Source records:
----
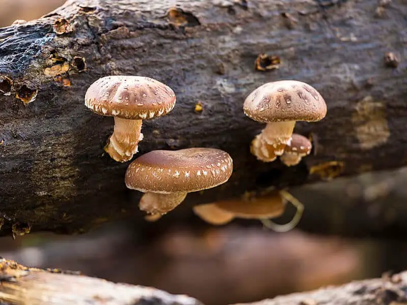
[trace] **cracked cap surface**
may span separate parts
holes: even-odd
[[[197,192],[225,183],[233,170],[228,154],[216,148],[153,150],[129,166],[126,185],[141,192]]]
[[[263,122],[318,121],[325,116],[327,105],[321,95],[309,84],[296,80],[267,83],[245,100],[245,113]]]
[[[128,119],[164,115],[175,106],[171,88],[149,77],[113,75],[99,78],[85,95],[85,105],[94,112]]]

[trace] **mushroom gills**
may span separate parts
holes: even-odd
[[[269,122],[261,133],[260,137],[267,144],[272,145],[274,153],[281,156],[286,145],[289,145],[296,121]]]
[[[187,193],[163,194],[148,192],[140,199],[140,209],[149,214],[164,215],[174,209],[185,199]]]
[[[105,151],[115,161],[125,162],[138,151],[138,142],[142,140],[141,119],[126,119],[114,117],[114,128]]]

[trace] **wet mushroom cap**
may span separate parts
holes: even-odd
[[[263,122],[318,121],[327,113],[321,94],[305,83],[280,80],[260,86],[245,100],[245,113]]]
[[[220,149],[153,150],[130,165],[125,182],[128,188],[141,192],[189,193],[223,184],[232,170],[230,156]]]
[[[283,214],[285,202],[278,194],[264,195],[251,200],[224,200],[215,203],[225,211],[233,213],[236,217],[247,219],[272,218]]]
[[[303,156],[309,155],[312,149],[312,144],[307,138],[301,135],[293,134],[291,144],[285,146],[284,152]]]
[[[128,119],[153,118],[173,108],[171,88],[143,76],[114,75],[94,82],[85,95],[85,105],[99,114]]]

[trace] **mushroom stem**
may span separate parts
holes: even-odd
[[[290,144],[295,125],[296,121],[269,122],[260,134],[267,144],[273,145],[274,154],[281,156],[285,145]]]
[[[274,154],[274,147],[264,141],[261,133],[256,136],[252,141],[250,152],[256,156],[257,160],[263,162],[271,162],[277,159],[277,156]]]
[[[278,225],[268,219],[260,219],[260,221],[266,228],[271,229],[276,232],[282,233],[294,229],[298,224],[304,211],[304,205],[298,199],[286,191],[282,190],[280,191],[280,194],[284,199],[290,202],[293,205],[297,208],[297,212],[294,215],[293,219],[288,223],[285,225]]]
[[[302,156],[297,154],[292,154],[290,152],[284,152],[280,157],[280,160],[287,166],[294,166],[300,163],[302,159]]]
[[[114,129],[104,147],[115,161],[130,160],[138,151],[138,142],[142,140],[141,119],[126,119],[114,117]]]
[[[162,194],[148,192],[144,194],[138,206],[140,209],[150,214],[166,214],[184,201],[187,193]]]

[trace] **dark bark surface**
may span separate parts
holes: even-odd
[[[28,226],[80,232],[137,212],[140,194],[124,182],[129,163],[103,154],[113,119],[84,105],[86,87],[107,75],[153,77],[177,95],[168,115],[144,121],[140,154],[208,146],[233,158],[228,182],[189,194],[185,204],[301,185],[333,171],[407,164],[403,0],[177,3],[178,13],[166,15],[175,3],[69,1],[38,20],[0,29],[1,234],[13,225],[17,233]],[[279,69],[255,70],[264,52],[280,57]],[[388,54],[386,64],[386,52],[396,59]],[[255,87],[282,79],[310,83],[328,107],[323,121],[297,123],[296,132],[312,135],[315,154],[291,168],[250,154],[263,126],[242,109]],[[330,172],[315,171],[331,161]]]

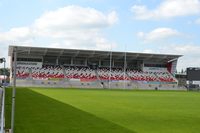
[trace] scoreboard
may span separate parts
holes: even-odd
[[[187,68],[187,80],[200,81],[200,68],[194,68],[194,67]]]

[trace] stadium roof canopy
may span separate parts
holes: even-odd
[[[56,57],[56,58],[91,58],[91,59],[112,59],[123,60],[126,56],[127,60],[153,60],[162,62],[171,62],[177,60],[182,55],[171,54],[153,54],[153,53],[133,53],[133,52],[117,52],[117,51],[99,51],[99,50],[80,50],[80,49],[61,49],[61,48],[45,48],[45,47],[28,47],[28,46],[9,46],[8,55],[12,56],[14,49],[17,56],[20,57]]]

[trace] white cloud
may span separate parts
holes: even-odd
[[[30,26],[0,32],[0,43],[7,46],[107,49],[116,44],[108,41],[101,31],[117,21],[115,11],[103,13],[94,8],[71,5],[45,12]]]
[[[133,5],[131,11],[137,19],[163,19],[177,16],[198,15],[199,0],[164,0],[155,9],[145,5]]]
[[[72,5],[47,11],[29,26],[0,32],[0,56],[7,57],[8,45],[108,50],[116,44],[101,31],[117,21],[115,11],[103,13],[89,7]]]
[[[93,8],[67,6],[44,13],[33,24],[34,33],[49,37],[68,37],[69,34],[98,32],[118,20],[116,12],[105,15]]]
[[[195,21],[196,24],[200,24],[200,18]]]
[[[148,33],[144,32],[137,33],[137,36],[142,40],[144,40],[145,42],[160,41],[181,35],[182,34],[177,30],[165,27],[156,28]]]
[[[0,42],[28,41],[32,38],[29,27],[12,28],[8,32],[0,33]]]
[[[200,65],[200,46],[194,44],[171,44],[159,48],[160,53],[178,54],[183,55],[178,60],[177,68],[180,71],[182,68],[199,67]]]

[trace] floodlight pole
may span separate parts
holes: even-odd
[[[125,50],[125,53],[124,53],[124,89],[126,89],[126,50]]]
[[[110,89],[110,82],[111,82],[111,71],[112,71],[112,51],[110,51],[109,89]]]
[[[14,133],[14,123],[15,123],[16,67],[17,67],[17,50],[15,48],[14,49],[13,90],[12,90],[11,133]]]

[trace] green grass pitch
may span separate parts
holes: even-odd
[[[17,88],[15,133],[199,133],[200,93]],[[6,127],[11,89],[6,90]]]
----
== WHAT NEEDS TO BE DONE ==
Rewrite the entries from the line containing "[trace] white cloud" through the end of the records, including every line in that range, and shift each outline coordinate in the answers by adding 75 to it.

== ANSWER ==
[trace] white cloud
may span separate parts
holes: even-odd
[[[105,101],[75,107],[75,118],[82,121],[182,124],[191,119],[183,116],[176,106],[192,96],[190,86],[178,88],[169,83],[146,80],[120,87]]]
[[[208,80],[206,86],[212,94],[238,94],[252,91],[273,90],[274,75],[239,75],[230,84],[220,80]]]
[[[147,80],[122,86],[104,101],[75,107],[75,131],[82,132],[83,120],[183,125],[191,119],[176,106],[192,96],[190,86],[178,88],[164,82]]]
[[[168,83],[142,81],[119,88],[108,99],[109,108],[124,112],[143,112],[144,109],[173,107],[193,95],[191,87],[180,90]]]
[[[270,96],[271,99],[275,99],[275,93]]]
[[[223,108],[219,107],[212,108],[212,111],[217,115],[219,115],[220,117],[235,116],[256,110],[257,109],[252,105],[240,102],[231,103]]]
[[[75,117],[103,116],[107,113],[104,102],[87,103],[83,107],[75,108]]]
[[[275,140],[275,121],[269,119],[246,119],[234,123],[235,128],[253,129],[258,130],[253,135],[252,143],[255,146],[257,143],[274,142]]]

[trace] floodlight pole
may span separate parts
holes: even-odd
[[[200,125],[200,128],[199,128],[199,164],[201,164],[201,125]]]
[[[185,164],[185,157],[186,157],[186,146],[187,146],[187,126],[185,126],[184,164]]]
[[[89,208],[89,198],[90,198],[91,142],[92,142],[92,125],[90,123],[89,124],[88,165],[87,165],[86,208]]]

[trace] green grass pitch
may span separate parts
holes: even-odd
[[[92,163],[90,208],[274,208],[275,168]],[[81,202],[86,164],[81,165]]]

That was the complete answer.